Three-dimensional images of muscle cells in a zebrafish embryo allow researchers to compare fast muscle cells (in red) with slow muscle cells (in blue) to determine the number and the amount of specific proteins required to repair defective muscle.

Image courtesy of Clarissa Henry
 

Researching the role of fibronectin

Molecular biology and biochemistry major Chelsi Snow wanted to pursue a career in the natural sciences because it was the most expedient and obvious way to contribute to society.

"Everyone has, directly or indirectly, been touched by congenital disease," says Snow, who will be starting her fourth year as an undergraduate researcher in the lab of Assistant Professor of Biological Sciences Clarissa Henry. "Cancer and cardiovascular and neuromuscular diseases affect the patients, as well as their families and friends. This is why I am particularly interested in scientific laboratory research with direct and clear applications to human disease."

Snow coauthored a recent paper, submitted for publication to the journal Developmental Biology, investigating the role of the protein fibronectin in the growth of muscle cells. Her role in that project helped her earn a Barry Goldwater Scholarship for undergraduate research. Snow is one of only 300 students nationwide to receive the scholarship, which will fund the next phase of her project.

"Muscle cells normally have a certain limit or boundary that they grow to, but we observed cells that went beyond those boundaries in the absence of the fibronectin protein," says Snow. "I want to see what might be going on in the extracellular matrix that influences cell invasive behavior and how this protein plays a role in growth."

Snow will use the zebrafish research techniques pioneered by Henry to develop a new line of zebrafish that break down fibronectin at an increased rate, offering new insights into the role the protein plays in cell growth.

This summer, Snow also will work with scientists at the Mount Desert Island Biological Research Laboratory in Bar Harbor, just as UMaine's other Goldwater award recipient this year, Benjamin Burpee, did in 2006. Both Snow and Burpee are participants in the Maine IDeA Network of Biomedical Research Excellence, an organization affiliated with the National Institutes of Health. The goal of the network is to strengthen Maine's capacity to conduct competitive biomedical research.

● LISTED RECORDS
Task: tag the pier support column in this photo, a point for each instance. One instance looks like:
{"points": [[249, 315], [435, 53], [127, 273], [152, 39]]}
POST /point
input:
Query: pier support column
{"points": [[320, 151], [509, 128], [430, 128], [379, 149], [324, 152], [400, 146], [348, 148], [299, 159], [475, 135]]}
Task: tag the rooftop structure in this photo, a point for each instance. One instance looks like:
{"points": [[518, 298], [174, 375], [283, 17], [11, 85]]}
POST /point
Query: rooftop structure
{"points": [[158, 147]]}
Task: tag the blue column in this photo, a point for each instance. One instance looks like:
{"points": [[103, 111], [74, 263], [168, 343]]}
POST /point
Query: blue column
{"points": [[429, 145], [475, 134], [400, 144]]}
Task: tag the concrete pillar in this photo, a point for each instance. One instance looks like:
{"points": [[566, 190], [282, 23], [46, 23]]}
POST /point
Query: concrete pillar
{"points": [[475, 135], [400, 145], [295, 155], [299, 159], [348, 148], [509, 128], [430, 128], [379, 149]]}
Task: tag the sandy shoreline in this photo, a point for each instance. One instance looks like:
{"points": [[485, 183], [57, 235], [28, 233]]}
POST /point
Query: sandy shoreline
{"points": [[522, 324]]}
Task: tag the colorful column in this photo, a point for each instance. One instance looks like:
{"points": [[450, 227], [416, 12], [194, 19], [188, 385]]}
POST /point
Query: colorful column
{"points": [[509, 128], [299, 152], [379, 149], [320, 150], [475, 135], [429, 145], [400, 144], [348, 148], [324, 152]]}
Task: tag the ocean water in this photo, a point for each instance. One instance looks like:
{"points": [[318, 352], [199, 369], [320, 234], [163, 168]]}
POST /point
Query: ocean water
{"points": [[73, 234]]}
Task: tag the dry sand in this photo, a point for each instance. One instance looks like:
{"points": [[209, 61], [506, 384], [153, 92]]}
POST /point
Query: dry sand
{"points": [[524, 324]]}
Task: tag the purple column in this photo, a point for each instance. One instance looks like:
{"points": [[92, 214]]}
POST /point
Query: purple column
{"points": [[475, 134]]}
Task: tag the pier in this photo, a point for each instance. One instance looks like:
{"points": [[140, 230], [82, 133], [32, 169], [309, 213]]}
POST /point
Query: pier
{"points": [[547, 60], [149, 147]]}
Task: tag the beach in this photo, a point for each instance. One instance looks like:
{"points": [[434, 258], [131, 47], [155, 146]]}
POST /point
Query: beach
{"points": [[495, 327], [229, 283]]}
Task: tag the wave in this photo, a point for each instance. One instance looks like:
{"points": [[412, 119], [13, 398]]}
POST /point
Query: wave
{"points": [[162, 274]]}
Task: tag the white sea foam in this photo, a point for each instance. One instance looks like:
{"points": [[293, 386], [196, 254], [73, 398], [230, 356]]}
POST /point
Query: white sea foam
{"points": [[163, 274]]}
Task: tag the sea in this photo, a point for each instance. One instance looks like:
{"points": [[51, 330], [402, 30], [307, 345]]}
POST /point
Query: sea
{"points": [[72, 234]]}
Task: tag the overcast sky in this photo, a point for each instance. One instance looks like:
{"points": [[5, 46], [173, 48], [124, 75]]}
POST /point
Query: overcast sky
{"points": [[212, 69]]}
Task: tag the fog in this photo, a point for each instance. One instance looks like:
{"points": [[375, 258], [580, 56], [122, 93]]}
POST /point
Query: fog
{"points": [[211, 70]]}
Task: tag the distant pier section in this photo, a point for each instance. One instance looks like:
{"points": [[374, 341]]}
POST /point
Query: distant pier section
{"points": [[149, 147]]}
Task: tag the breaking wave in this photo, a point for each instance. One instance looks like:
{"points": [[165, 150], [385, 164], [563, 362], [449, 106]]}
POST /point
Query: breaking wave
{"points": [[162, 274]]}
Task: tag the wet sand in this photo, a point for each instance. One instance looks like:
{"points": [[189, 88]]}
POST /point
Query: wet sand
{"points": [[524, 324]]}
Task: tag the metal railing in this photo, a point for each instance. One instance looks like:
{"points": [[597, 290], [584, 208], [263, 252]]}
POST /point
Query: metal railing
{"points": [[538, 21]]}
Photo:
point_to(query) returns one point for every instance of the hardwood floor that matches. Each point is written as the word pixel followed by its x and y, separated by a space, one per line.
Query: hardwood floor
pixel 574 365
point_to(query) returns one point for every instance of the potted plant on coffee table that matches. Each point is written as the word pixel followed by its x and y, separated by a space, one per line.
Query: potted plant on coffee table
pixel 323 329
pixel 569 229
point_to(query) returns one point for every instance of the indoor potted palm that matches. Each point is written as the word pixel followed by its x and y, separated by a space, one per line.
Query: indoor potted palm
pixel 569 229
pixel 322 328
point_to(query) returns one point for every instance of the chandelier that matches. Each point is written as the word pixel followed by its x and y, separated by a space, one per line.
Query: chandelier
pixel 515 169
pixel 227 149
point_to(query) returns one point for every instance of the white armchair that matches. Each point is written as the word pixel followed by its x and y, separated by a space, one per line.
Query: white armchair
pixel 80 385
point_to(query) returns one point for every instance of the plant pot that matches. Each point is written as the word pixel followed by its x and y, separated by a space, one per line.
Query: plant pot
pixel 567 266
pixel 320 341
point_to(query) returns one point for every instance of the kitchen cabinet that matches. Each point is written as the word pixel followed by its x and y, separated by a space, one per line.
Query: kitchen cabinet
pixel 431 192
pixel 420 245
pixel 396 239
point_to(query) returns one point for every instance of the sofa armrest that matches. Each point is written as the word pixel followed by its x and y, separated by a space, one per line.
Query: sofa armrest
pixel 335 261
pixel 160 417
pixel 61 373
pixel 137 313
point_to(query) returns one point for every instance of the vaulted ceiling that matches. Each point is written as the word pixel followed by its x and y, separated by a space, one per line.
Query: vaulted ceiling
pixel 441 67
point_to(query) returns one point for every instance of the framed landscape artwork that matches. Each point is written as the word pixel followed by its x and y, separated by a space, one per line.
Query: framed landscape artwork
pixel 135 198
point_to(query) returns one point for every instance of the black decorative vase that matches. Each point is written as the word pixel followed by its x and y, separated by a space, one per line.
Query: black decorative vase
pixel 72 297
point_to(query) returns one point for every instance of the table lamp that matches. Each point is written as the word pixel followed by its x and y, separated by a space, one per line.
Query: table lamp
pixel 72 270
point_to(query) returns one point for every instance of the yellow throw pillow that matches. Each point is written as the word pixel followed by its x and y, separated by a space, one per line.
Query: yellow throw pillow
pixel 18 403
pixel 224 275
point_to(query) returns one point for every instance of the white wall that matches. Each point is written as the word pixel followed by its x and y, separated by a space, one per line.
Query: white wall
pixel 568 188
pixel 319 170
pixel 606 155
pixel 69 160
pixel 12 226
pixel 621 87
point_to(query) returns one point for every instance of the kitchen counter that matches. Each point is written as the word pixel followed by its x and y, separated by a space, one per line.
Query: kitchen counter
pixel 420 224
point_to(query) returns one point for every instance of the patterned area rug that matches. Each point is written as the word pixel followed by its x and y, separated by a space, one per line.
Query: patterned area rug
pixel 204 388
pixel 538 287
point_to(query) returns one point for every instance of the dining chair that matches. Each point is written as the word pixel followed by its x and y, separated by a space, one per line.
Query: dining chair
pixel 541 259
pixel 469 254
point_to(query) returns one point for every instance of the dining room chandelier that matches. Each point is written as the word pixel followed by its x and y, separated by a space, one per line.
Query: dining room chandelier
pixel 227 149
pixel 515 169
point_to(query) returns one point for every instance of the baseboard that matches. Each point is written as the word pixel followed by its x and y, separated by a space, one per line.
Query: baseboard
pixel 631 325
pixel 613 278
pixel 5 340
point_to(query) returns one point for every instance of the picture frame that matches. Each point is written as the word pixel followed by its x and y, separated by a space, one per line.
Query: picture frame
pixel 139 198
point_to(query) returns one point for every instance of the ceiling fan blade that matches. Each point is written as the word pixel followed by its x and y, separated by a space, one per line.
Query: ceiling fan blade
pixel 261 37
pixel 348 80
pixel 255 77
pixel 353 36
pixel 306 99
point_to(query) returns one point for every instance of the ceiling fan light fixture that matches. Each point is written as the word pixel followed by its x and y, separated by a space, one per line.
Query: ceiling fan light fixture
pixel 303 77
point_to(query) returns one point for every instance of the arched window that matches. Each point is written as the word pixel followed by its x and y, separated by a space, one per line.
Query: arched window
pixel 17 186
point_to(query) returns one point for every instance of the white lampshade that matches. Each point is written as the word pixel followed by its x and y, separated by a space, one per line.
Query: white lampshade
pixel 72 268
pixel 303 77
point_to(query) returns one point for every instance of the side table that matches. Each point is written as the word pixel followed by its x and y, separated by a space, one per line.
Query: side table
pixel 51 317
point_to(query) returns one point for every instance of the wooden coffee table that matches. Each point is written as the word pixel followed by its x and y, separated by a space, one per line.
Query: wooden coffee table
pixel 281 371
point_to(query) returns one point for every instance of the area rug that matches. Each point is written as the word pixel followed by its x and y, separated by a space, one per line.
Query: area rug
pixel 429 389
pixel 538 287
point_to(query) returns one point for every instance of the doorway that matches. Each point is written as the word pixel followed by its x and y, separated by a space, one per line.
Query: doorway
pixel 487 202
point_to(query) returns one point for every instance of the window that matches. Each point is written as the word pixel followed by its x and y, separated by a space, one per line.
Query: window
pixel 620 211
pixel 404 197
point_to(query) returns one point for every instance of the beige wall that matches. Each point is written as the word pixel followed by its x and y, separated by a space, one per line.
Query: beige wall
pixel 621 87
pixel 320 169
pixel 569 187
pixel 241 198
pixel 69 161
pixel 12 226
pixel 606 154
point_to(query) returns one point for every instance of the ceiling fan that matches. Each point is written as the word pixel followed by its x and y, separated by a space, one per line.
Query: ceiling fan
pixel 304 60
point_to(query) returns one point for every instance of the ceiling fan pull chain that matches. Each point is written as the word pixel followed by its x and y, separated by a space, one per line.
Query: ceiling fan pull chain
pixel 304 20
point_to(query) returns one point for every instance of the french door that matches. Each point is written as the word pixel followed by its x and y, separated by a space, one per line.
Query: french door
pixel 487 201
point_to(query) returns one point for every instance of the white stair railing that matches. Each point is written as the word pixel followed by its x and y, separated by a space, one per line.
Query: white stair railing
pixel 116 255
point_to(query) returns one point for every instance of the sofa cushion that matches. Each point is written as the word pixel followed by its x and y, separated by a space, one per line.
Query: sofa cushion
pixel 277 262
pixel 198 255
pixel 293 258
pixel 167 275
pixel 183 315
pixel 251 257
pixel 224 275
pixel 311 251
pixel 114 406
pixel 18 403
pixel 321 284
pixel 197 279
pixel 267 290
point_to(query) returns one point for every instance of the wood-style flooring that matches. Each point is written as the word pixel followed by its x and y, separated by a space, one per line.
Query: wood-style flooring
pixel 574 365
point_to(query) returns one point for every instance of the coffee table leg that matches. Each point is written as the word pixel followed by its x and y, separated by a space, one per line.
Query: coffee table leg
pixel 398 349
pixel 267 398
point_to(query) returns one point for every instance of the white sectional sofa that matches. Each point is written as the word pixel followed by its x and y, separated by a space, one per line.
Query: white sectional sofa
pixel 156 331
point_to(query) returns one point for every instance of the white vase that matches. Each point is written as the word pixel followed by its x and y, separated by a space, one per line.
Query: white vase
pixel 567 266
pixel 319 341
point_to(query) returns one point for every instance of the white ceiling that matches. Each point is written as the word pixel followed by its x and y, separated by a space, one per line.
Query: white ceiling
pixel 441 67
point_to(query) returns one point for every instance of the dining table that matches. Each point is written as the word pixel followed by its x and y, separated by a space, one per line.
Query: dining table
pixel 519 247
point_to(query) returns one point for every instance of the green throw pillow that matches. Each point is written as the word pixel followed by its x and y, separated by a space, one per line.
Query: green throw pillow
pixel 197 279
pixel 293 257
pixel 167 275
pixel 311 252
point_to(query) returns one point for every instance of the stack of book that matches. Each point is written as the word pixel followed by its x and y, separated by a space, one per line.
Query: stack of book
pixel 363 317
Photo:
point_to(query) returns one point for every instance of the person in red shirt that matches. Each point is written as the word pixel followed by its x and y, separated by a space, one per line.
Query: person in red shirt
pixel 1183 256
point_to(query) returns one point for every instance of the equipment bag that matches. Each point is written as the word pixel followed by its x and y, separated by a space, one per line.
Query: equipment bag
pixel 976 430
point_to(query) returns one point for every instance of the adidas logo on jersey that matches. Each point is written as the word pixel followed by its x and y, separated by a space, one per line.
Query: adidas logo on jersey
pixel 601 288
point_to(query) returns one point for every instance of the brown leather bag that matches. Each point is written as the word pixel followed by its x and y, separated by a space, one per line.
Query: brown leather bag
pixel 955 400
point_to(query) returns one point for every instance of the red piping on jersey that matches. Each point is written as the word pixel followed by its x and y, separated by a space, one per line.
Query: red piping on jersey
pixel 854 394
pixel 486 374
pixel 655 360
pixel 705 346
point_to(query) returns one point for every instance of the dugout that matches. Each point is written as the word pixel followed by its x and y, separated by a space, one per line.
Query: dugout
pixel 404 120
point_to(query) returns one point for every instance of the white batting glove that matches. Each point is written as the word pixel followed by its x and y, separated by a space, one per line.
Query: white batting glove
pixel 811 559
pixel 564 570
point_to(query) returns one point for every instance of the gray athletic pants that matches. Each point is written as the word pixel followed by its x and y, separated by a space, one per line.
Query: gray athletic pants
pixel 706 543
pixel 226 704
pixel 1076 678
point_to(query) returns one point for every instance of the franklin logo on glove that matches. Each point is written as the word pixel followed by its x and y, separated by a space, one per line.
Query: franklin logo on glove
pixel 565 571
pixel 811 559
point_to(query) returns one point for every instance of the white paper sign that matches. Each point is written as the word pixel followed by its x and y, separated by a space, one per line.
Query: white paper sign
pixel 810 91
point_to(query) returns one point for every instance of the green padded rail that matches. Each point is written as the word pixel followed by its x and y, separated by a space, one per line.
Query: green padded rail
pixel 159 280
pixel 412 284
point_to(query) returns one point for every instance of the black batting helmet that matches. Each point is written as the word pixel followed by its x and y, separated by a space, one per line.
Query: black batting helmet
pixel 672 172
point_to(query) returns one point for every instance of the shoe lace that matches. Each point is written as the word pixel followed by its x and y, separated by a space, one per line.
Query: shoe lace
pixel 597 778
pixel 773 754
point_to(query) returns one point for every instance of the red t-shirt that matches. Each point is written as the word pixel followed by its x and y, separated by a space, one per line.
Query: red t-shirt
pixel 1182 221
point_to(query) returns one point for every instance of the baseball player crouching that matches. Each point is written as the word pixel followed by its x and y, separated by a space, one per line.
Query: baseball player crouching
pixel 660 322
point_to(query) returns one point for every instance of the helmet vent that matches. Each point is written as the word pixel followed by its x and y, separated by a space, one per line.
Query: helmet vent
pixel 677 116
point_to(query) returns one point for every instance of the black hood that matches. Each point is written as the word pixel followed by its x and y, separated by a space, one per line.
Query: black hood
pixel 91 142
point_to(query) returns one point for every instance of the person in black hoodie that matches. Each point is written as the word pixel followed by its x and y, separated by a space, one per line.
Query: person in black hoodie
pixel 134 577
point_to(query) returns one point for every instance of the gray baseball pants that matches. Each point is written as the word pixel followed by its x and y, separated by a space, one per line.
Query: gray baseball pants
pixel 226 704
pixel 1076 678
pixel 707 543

● INSTRUCTIONS FOR THE TASK
According to the text on fibronectin research, what happened to muscle cells in the absence of the fibronectin protein?

● YOUR RESPONSE
The cells grew beyond the limit or boundary that muscle cells normally grow to.